--- Exercise passage ---
* * *
Moreover, these African countries do not have a strong comparative advantage in the production of any of China’s main agricultural imports — wheat, corn, beef, and soybeans.
It is envisaged that as a result, these countries will most likely face a worsening of their trade balances in the coming years unless they secure other markets other than China.
China, according to the IMF and World Bank, has had asymmetric effects on Sub-Sahara African economies and has contributed to widening the differential in terms of trade indices of resource-rich and resource-poor economies.
The impact of China on a country’s terms of trade is a direct function of five key variables: the commodity composition of the country’s trade (especially the percentage of oil or metals in its export basket); the importance of textiles in its overall trade; the relationship between world supply and world demand for the commodity; the dependence on imported oil, and the percentage of the increase in world demand for the commodity that is accounted for by China.
China’s effect on commodity prices has influenced macroeconomic performance and growth in these subs-Sahara African countries.
In the last decade, China has increased its integration with the world trading system and to become the world’s manufacturing hub as well as the largest recipient of foreign direct investment.
Shielded from international competition for years through an edifice of protectionism, China has undertaken significant trade liberalisation, partly in the context of the WTO accession.
A system involving physical planning of foreign trade, which dominated China’s trade until the 1980s and resulted in an irrational pattern of exports, has been replaced by a decentralised and market-determined trading system (Lardy 2003).
Chinese ties with the world economy are seen in its rising trade with the African continent, as state-owned Chinese companies search for raw materials for industrial expansion.
The stylised facts reveal an interesting story about changing trade patterns. First, there has been a dramatic increase in direct trade between China and Sub-Saharan Africa in the last few years, especially since 2001, resulting in trebling of trade volumes from close to $10 billion in 2002 to more than US$40 billion in 2005 and more than $50 billion in 2006.
Second, over the last three years, the relationship has been evolving in the direction of growing Chinese trade deficits with Sub-Saharan Africa.
Third, China tends to import mineral fuels and metals from Africa and export cheap consumer and capital goods, and there is little trade in intermediate goods.
Fourth, China’s imports are concentrated among a small number of natural resource economies lacking product diversification in their export structure. More than 75 percent of China’s trade takes place with four countries — South Africa, Sudan, Angola, and Nigeria.
Non-commodity exports from Africa to China are not significant, accounting for less than 10 percent of African exports and include textiles and apparel, processed.
Last year, South African-based economic, financial and business think tank, Southern African Institute of International Affairs (SAIIA) noted that the “lust by African countries to showcase their leadership abilities over their citizenry by asking China to construct various structures, stadia, international conference halls, roads, among others in exchange for natural resources, has raised its reputation among African leadership as a true friend of Africa.
Last year, Zambian president Kenneth Kaunda, one of the oldest African leaders that espouse the Chairman Mao Communism policies hailed China for its untiring friendship to Africa.
In 1976, Zambia benefitted from a US$500 million loan for China to construct a 1 879 kilometre railway line between Dar-Es-Salaam and Kapiri Mposhi in Zambia for passenger and cargo services, one of the facilities that will be worthwhile during regional integration when it comes into fruition by 2018.
* * *
--- Directions ---
[1] In the passage on China's trade with Africa, reproduce the part that opens with the words containing "China’s effect on" and closes with "the WTO accession.", substituting "production center" for "manufacturing hub".
[2] According to the passage on China's trade with Africa, what share of China's trade takes place with South Africa, Sudan, Angola, and Nigeria?
The items placed after the passage on China's trade with Africa are not required for this work.

--- Given data ---
* * *
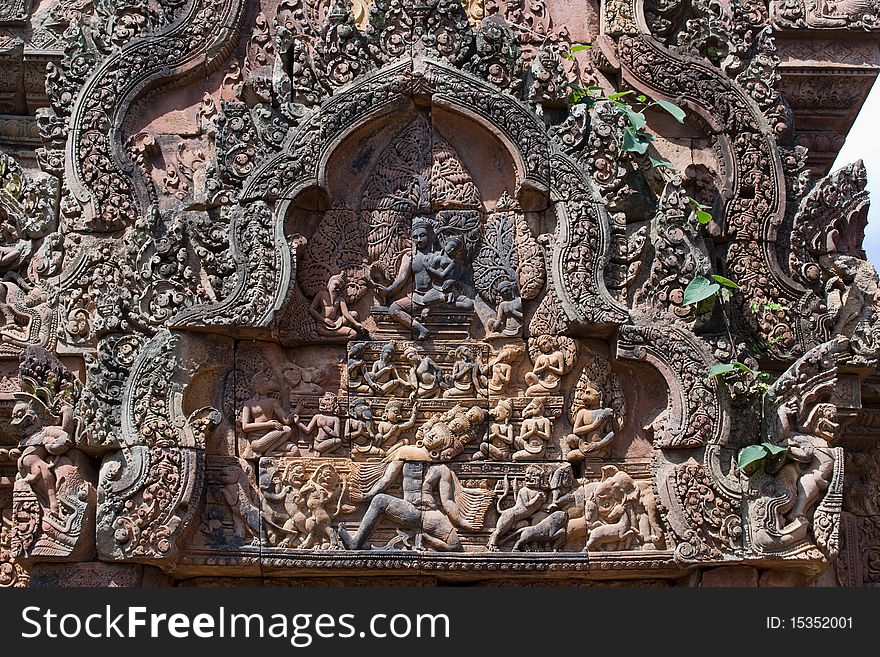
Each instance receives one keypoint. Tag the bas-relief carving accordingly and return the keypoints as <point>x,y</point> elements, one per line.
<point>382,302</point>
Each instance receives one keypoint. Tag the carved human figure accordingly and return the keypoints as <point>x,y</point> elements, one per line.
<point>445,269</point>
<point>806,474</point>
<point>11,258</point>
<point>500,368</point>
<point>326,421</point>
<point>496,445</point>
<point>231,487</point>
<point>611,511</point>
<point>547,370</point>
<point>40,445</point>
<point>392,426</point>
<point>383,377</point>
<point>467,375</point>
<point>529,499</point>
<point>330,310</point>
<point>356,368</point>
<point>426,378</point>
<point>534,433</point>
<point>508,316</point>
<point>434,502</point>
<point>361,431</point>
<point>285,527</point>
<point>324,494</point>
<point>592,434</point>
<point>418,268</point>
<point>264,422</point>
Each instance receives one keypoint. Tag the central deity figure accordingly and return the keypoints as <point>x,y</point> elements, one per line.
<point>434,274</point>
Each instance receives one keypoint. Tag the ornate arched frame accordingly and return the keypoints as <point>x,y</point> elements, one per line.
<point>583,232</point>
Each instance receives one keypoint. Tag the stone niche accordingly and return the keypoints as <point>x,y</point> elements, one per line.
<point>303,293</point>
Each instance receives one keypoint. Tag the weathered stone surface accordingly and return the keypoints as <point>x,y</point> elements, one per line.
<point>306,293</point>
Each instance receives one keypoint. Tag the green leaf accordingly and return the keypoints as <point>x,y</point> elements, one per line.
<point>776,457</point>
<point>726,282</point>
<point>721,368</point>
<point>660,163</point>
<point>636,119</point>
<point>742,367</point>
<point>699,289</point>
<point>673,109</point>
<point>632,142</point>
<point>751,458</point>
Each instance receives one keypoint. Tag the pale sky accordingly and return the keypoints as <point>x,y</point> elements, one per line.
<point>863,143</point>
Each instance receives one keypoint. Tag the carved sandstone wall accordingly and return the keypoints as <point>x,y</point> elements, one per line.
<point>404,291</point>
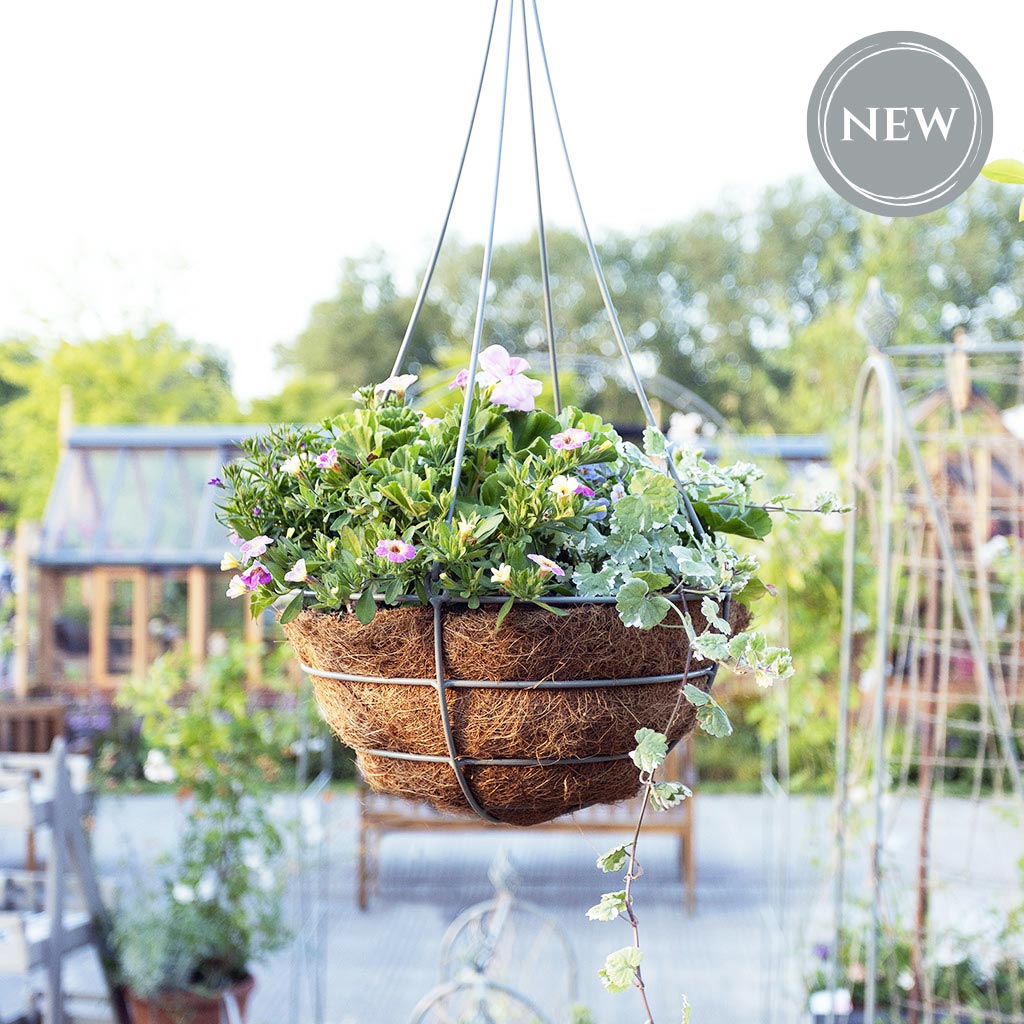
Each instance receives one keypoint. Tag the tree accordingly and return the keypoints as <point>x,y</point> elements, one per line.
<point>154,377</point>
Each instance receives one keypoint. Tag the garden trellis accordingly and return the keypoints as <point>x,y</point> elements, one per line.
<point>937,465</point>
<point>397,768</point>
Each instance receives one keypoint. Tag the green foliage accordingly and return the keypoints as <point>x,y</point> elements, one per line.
* * *
--- Written answers ---
[1]
China’s effect on commodity prices has influenced macroeconomic performance and growth in these subs-Sahara African countries.
In the last decade, China has increased its integration with the world trading system and to become the world’s production center as well as the largest recipient of foreign direct investment.
Shielded from international competition for years through an edifice of protectionism, China has undertaken significant trade liberalisation, partly in the context of the WTO accession.

[2] More than 75 percent.